- _Object point labels_:
/---

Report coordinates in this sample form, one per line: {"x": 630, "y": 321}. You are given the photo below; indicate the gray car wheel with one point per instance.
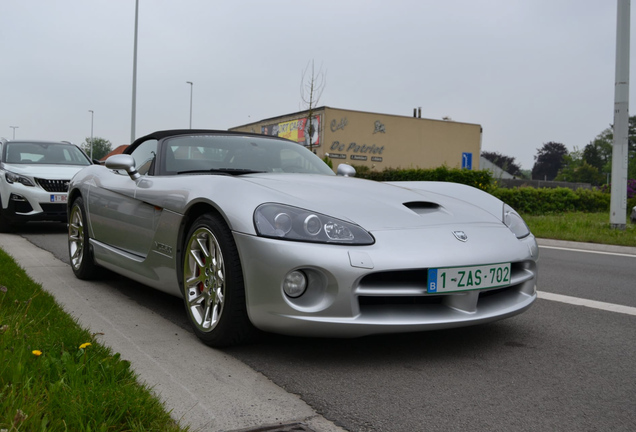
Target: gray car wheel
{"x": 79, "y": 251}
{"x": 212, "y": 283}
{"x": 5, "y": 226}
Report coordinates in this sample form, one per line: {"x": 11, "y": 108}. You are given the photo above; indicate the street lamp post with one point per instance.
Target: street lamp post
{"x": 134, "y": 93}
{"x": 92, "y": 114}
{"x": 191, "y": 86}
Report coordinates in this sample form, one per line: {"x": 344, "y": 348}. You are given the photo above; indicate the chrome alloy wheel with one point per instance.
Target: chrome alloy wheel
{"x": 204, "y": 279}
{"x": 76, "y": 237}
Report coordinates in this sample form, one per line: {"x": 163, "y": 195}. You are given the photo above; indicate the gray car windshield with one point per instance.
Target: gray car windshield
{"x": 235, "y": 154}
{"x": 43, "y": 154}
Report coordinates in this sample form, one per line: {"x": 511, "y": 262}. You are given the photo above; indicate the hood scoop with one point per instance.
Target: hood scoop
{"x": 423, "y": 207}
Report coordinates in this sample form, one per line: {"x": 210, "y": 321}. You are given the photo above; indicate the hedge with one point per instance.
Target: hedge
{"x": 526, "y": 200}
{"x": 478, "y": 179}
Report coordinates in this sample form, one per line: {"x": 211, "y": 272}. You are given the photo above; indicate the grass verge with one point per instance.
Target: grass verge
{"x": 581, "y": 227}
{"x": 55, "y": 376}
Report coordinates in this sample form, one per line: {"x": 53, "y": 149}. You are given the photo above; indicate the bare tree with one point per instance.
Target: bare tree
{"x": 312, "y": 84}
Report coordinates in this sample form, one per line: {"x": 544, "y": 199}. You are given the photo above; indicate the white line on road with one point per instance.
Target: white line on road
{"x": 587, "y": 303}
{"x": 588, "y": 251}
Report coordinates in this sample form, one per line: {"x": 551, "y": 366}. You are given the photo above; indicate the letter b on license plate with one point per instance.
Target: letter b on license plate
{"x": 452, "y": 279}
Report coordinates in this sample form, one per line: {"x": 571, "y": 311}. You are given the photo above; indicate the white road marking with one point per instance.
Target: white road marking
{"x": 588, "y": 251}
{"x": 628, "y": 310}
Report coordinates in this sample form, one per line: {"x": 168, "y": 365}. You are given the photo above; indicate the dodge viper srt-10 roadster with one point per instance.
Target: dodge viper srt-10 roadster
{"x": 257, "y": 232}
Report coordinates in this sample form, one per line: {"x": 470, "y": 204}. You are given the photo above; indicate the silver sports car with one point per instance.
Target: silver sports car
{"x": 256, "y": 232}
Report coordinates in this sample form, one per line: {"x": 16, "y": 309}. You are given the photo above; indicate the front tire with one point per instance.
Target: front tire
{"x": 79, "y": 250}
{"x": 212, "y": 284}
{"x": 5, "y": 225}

\---

Copy the rows that start at the line containing "tire with one point per instance." and run through the end of the rows, including that line's request. Shift every x and y coordinate in the answer points by adding 97, and leave the request text unchanged.

Report coordinates in this sample form, one per line: {"x": 16, "y": 309}. You are given the photo above; indicate the front tire with one point per instance.
Target: front tire
{"x": 176, "y": 347}
{"x": 309, "y": 381}
{"x": 102, "y": 322}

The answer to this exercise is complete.